The exercise: Render the records below as a numbered list, omitting any blank lines.

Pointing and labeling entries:
'''

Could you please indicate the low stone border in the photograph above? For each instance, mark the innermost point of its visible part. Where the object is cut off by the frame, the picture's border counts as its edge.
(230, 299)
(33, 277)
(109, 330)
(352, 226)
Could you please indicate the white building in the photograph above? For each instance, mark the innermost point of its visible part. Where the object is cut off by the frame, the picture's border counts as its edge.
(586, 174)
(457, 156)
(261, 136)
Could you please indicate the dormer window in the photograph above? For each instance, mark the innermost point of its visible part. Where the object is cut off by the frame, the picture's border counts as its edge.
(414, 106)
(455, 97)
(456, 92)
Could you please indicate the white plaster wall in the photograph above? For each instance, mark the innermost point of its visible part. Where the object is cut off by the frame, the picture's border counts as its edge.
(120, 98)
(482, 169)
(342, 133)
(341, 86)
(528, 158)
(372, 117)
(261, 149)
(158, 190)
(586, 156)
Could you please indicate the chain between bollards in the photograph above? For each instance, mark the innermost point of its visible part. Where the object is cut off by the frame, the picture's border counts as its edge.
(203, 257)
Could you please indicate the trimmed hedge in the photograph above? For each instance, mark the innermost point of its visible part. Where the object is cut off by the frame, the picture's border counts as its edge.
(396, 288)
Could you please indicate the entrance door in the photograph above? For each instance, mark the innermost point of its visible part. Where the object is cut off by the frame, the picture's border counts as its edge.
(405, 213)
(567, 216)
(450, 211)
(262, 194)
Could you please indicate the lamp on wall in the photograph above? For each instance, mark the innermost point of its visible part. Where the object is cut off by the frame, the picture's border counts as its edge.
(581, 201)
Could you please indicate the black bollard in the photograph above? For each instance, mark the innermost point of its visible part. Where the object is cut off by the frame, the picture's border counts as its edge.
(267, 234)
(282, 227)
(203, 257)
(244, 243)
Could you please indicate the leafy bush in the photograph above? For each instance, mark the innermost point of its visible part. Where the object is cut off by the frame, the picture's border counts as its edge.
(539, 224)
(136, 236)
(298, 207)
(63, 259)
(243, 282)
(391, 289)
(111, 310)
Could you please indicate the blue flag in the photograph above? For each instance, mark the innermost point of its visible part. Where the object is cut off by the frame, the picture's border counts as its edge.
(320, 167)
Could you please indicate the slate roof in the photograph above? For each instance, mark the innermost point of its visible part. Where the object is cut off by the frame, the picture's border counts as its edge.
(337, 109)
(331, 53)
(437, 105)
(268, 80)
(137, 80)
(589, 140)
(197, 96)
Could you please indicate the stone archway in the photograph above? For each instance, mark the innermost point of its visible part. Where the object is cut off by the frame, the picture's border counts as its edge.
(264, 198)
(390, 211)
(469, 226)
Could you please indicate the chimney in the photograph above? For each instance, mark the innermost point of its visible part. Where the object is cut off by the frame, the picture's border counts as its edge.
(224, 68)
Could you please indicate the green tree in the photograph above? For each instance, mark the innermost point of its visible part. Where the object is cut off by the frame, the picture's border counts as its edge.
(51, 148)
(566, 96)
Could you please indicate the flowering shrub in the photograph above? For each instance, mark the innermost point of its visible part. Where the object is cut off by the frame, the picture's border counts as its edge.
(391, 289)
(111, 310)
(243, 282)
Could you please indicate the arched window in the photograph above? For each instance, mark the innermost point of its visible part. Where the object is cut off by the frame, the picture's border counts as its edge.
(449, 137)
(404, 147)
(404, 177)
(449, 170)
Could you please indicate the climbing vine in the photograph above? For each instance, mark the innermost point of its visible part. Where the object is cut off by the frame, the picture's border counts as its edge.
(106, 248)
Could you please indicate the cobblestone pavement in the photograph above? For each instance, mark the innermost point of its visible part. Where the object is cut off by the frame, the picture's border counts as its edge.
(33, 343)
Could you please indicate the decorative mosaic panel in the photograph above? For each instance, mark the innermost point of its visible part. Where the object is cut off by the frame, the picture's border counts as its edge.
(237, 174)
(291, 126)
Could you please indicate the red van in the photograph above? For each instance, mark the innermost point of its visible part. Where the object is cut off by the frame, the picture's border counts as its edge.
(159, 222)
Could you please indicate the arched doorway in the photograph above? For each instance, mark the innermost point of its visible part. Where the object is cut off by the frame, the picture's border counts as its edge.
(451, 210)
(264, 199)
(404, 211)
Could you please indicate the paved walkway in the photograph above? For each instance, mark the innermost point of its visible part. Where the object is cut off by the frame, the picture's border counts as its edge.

'''

Response for this exercise:
1. Could you please indicate the low stone border in the photograph above? For each instance, mark the innermost point of its visible part. Where the object is cut off by the frame, the picture's border counts as its edge.
2. (230, 299)
3. (33, 277)
4. (109, 330)
5. (352, 226)
6. Could you please indicate the white building in the photograph above? For each instance, mark the innermost point of its visible part. Where the object is cut off by the frame, the picture's border counts as its edge.
7. (586, 174)
8. (457, 156)
9. (261, 136)
10. Could you please indicate the dormer window in the photograph above? For each instance, mark the innermost point of its visible part. Where the object is cut off by the frame, the picture's border counts as its edge.
11. (414, 106)
12. (455, 97)
13. (456, 92)
14. Could you please indicate the white plaster wall in the photograph above? For each instance, mark the innermost point of its visible part. Where the object is cut off by the frame, the picture's border counts as its edge.
15. (120, 98)
16. (482, 169)
17. (342, 133)
18. (341, 86)
19. (528, 158)
20. (372, 117)
21. (261, 149)
22. (158, 190)
23. (586, 156)
24. Could you please indicate the chain between bollards in the photograph above? For each instance, mark the innermost point of its visible part. Where the object is cut off by the frame, the picture's border counts as its edge.
25. (203, 257)
26. Could you please indicate the trimmed hedge in the photograph above? For each instance, mark the innermost point of its visible part. Where the object is cut off by the frame, the picture's border counts as its edge.
27. (396, 288)
28. Could you please indicate the entrance door in the photograph above? For each instance, mark the innermost point of its visible part. Where the object is cut off by the frame, the picture's border counts as its edge.
29. (405, 213)
30. (567, 216)
31. (450, 211)
32. (262, 194)
33. Could you please indicate the lamp on wall in the photograph above? For each instance, mark the innermost point of its visible part. Where the object is cut off by the frame, the picture's border counts as its edge.
34. (581, 201)
35. Could you please indicate the black bollard in the photograph above? For each instance, mark the innermost point of its visible part. Where the object is cut off by the frame, the picture's border counts as its edge.
36. (267, 234)
37. (282, 227)
38. (203, 257)
39. (244, 243)
40. Could you please indicate the leafy bush in the photograph above? For each instance, mark the innermost point of its visible part. Where the object is cut off by the frame, the picture's border counts as its edge.
41. (539, 224)
42. (136, 236)
43. (298, 207)
44. (63, 259)
45. (243, 282)
46. (391, 289)
47. (111, 310)
48. Could you please indicate the blue flag in the photograph above? For each instance, mark the innermost point of its visible part. Where the object is cut off by the frame, the picture's border counts as its edge.
49. (320, 167)
50. Could you please indicate the slate roof in the photograph above? For each instance, mark the innermost point of its visible part. Where the object is cut off by the frame, the picture's border counts as its edge.
51. (337, 109)
52. (331, 53)
53. (437, 105)
54. (268, 80)
55. (137, 80)
56. (589, 140)
57. (197, 96)
58. Could you please indicate the stone archway in the photograph above? For each instance, mark the innermost point of its visible part. Where the object is cut off by the frame, the picture's border counts as its edge.
59. (264, 198)
60. (390, 211)
61. (469, 226)
62. Could you please indicate the chimney in the photograph above? For each instance, mark the innermost point of its visible part. Where the object is cut off by the frame, the picture's border counts as its edge.
63. (224, 68)
64. Could you please indicate the green tree in the photograph above? For each instance, mark the innermost point of its visible part. Where the object is cut off by the frame, the picture's border counts as its edge.
65. (51, 148)
66. (566, 96)
67. Could you please indicate the flowering shrub in the photograph above? For each instance, mark the innermost point of its visible part. Where the object is cut off by the frame, the picture's border counts as its edge.
68. (391, 289)
69. (111, 310)
70. (243, 282)
71. Could you please indicate the arched window in the photograph above? For each instance, mark the innermost point of its visible part. Where the object is cut off by the frame, the picture's border counts as its edge.
72. (449, 137)
73. (404, 147)
74. (404, 177)
75. (449, 170)
76. Could you please indicate the climbing vine in the photograph above? For each instance, mark the innermost point of its visible part. Where the object is cut off by the frame, the picture's border counts as its edge.
77. (106, 248)
78. Could you please indicate the cobblestone pavement in the photograph above? For each instance, mark the innermost point of its visible part. Where the object is cut off by the frame, the picture's border counts as its edge.
79. (33, 343)
80. Could you please indicate the decorative mosaic panel in the photograph above? For each instance, mark the innermost point of its visible part. Where the object is cut off by the frame, the picture's border counts as its edge.
81. (237, 174)
82. (291, 126)
83. Could you please indicate the red van in the photograph above? For each instance, mark the innermost point of its visible part. Where the object is cut off by the frame, the picture's border counts as its edge.
84. (159, 222)
85. Could you please indicate the arched doorway in the photograph above? For each instance, mark the innermost point of its visible part. Where the object is cut off by the frame, the picture's border counts as its edge.
86. (451, 210)
87. (264, 199)
88. (404, 211)
89. Could you please indicate the paved walkway in the photograph above? For each instance, mark the innermost point of its visible part. Where the object is cut off by the frame, the picture's border counts as its edge.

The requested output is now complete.